* [ЗАДАНИЕ]:
Найдите в записях ниже каждую строку, где есть слово «keyboard», и перепишите эти строки без изменений.

* [ЗАПИСИ]:
:::

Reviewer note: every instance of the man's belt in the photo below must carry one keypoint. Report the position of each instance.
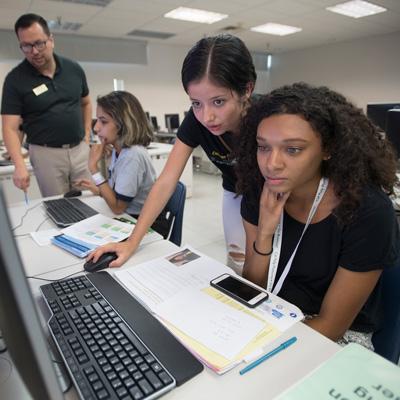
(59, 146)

:::

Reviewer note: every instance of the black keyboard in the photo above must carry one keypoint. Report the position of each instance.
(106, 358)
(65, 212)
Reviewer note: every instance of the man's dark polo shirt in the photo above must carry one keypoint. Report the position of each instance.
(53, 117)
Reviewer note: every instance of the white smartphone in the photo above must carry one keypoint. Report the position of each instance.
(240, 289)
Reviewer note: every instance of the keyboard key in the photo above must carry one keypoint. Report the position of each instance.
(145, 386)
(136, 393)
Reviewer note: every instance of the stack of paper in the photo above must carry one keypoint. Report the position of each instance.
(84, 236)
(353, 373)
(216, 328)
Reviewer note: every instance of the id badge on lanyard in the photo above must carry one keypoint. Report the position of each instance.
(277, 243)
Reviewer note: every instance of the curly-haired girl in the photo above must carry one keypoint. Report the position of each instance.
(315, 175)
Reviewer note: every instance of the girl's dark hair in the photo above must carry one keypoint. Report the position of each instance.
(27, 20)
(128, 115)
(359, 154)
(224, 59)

:::

* [ОТВЕТ]:
Reviewer note: every instance of the black keyboard in the photo above must carry one keypoint. Report the position of each instance.
Reviewer note: every instance of the keyboard key in the photo above must carry one keypoint. Report the position of each instance.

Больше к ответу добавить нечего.